_EXERCISE TASKS_
[a] According to the VPN passage below, what makes leased-line WANs progressively more expensive?
[b] Turn the paragraph in the VPN passage below that opens with "Instead of using only dedicated connections" into a short bulleted list that keeps its main facts.
[c] Pick up the VPN passage below after its final sentence and carry it on.

_SOURCE PASSAGE_

A Virtual Private Network (VPN) enables organisations to use a shared network - typically the Internet or an IP backbone supplied by a network service provider - to connect remote sites or users together.

Instead of using only dedicated connections (such as a leased line), a VPN makes use of "virtual" connections routed across the shared network to link a company's private network to remote sites or employees. Leased lines may still be used to connect the customer site to the edge of the shared network or, for internet based VPN's ADSL or ISDN may be used to connect to the shared core.

The goal of a VPN deployment is to provide the organisation with the same capabilities as a dedicated Wide Area Network (WAN), but at a much lower cost. Typically WANs are built using leased lines, which become progressively more expensive as the number of branch offices, and the distance between them, increases.

VPNs represent a way to neatly avoid this cost without - subject to proper implementation - sacrificing the security associated with leased-line circuits.

_RAW RECORDS_
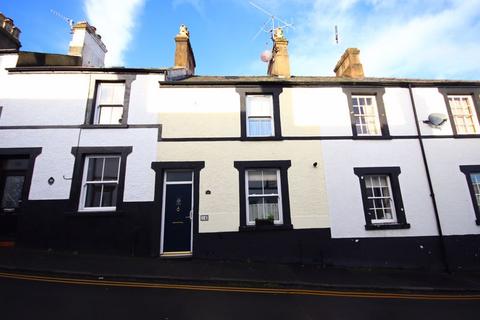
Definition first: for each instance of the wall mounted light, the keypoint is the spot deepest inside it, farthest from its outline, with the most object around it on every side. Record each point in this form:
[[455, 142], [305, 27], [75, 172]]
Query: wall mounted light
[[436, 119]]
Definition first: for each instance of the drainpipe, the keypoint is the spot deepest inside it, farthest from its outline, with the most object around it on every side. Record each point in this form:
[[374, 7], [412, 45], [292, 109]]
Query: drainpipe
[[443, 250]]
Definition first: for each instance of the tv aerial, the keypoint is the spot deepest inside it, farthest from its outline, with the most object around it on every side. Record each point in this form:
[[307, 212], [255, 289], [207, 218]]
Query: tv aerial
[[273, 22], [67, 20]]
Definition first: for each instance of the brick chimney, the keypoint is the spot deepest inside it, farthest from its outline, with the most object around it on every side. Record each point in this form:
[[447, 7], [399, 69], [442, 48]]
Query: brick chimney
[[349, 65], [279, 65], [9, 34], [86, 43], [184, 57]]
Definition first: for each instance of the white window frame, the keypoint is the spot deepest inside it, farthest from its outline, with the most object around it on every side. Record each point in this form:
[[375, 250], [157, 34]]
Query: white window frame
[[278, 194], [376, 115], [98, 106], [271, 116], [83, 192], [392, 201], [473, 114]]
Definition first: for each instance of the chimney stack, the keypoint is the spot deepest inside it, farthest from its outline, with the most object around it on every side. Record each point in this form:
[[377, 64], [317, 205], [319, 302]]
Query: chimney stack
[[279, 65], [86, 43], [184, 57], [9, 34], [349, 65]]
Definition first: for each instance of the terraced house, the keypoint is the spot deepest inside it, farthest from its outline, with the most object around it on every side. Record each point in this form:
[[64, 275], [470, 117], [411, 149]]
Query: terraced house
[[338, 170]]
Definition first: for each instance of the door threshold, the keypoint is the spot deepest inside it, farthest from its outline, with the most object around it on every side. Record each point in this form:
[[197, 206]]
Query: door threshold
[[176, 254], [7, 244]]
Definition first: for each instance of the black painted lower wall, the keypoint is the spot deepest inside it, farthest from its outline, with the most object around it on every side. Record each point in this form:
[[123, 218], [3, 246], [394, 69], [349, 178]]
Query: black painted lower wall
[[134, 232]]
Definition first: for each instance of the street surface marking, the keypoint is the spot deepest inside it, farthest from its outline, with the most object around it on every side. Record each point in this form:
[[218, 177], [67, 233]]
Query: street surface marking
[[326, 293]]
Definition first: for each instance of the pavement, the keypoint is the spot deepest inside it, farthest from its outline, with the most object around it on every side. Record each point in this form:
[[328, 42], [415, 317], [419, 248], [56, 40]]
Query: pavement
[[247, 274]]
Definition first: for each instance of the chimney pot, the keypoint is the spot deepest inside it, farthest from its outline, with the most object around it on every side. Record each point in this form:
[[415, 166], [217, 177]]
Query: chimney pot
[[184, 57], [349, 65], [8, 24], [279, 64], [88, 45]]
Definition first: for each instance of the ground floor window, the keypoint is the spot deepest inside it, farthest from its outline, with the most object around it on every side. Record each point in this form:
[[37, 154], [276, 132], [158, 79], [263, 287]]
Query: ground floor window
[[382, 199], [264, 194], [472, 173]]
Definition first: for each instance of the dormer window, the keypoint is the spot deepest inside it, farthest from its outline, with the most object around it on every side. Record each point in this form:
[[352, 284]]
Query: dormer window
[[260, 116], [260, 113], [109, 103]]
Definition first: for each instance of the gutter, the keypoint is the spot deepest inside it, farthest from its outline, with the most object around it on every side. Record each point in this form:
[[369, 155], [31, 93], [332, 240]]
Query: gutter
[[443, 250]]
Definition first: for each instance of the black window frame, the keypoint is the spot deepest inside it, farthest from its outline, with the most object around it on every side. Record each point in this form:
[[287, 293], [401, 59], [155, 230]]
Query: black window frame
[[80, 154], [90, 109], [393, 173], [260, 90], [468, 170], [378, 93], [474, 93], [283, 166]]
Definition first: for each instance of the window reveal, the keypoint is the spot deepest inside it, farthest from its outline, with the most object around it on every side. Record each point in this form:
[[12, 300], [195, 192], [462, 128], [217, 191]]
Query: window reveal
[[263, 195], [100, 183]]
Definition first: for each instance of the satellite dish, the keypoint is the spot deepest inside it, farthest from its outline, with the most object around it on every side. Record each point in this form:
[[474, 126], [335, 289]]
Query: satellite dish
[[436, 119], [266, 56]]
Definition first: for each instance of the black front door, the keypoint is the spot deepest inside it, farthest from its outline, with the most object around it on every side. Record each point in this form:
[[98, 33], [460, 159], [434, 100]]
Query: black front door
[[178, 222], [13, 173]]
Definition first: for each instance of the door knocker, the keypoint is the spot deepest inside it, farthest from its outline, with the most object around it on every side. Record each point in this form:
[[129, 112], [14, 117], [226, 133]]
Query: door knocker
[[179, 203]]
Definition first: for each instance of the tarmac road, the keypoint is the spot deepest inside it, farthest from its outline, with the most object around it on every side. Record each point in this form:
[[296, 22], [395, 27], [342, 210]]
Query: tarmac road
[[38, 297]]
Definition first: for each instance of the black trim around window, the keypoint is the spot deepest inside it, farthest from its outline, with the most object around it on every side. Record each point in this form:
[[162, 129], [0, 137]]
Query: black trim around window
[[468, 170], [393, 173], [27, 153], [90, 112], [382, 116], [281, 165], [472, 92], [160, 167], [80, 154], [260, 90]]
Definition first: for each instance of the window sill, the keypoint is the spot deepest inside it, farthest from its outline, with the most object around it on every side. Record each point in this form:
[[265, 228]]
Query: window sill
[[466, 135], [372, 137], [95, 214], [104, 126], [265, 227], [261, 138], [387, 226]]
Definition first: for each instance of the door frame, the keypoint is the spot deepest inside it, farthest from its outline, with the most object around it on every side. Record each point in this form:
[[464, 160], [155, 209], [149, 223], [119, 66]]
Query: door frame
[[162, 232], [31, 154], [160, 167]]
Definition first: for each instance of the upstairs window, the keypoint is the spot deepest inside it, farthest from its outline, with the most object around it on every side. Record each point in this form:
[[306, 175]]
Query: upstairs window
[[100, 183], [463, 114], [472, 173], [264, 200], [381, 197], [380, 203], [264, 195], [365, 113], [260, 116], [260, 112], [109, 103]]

_ANSWERS PROVIDED_
[a] The number of branch offices and the distance between them increasing.

[b]
- A VPN doesn't rely only on dedicated connections such as leased lines.
- It uses "virtual" connections routed across the shared network to link a company's private network to remote sites or employees.
- Leased lines may still connect the customer site to the edge of the shared network.
- For internet-based VPNs, ADSL or ISDN may be used to connect to the shared core.

[c]
So what's the catch? Security, in a word, or, to be more precise, lack of security, real and perceived, of data transported over VPNs. Many companies fear that security is sacrificed - certainly it is more of a challenge to protect VPNs than is the case with their entirely private counterparts. Worms such as Slammer and Blaster, along with the ever-present risk of denial of service attacks, illustrate the need to protect VPNs that use the internet as their core not just from eavesdroppers, but also from less sophisticated attacks. We shall return to the security issue, but let us first run through the benefits of VPNs, the market size and some of the technology.

Flexible friend

A VPN approach is cheaper and more flexible than WANs over leased lines. Teleworkers, along with mobile sales and support staff, can be supported effectively using the technology. Businesses can extend their private network to distant offices and remote users who traditionally ran up long distance charges when dialling into corporate resources.

The adoption of IP VPN (VPNs which use the Internet Protocol for routing packets) by corporates is expected to drive the worldwide IP VPN equipment market to $4.7 billion by 2006, according to Gartner Dataquest. The analyst firm believes the cost benefits of using the IP VPNs as a basis for a company's global communications (rather than traditional wide area network (WAN) access via a leased line, frame relay or asynchronous transfer mode) are considerable. Consensus analyst estimates are that IP VPNs are 20-40 per cent cheaper to implement and run than traditional VPNs.

A recent survey by In-Stat/MDR of 200 large businesses, each employing more than 1,000 people, revealed that 81 per cent currently use IP VPNs while nine per cent are preparing for adoption within two years. Around half of those who already have an IP VPN are also considering carrying voice traffic over it. Many of the In-Stat respondents also plan to extend IP VPN connectivity to staff who work with wireless devices outside the office.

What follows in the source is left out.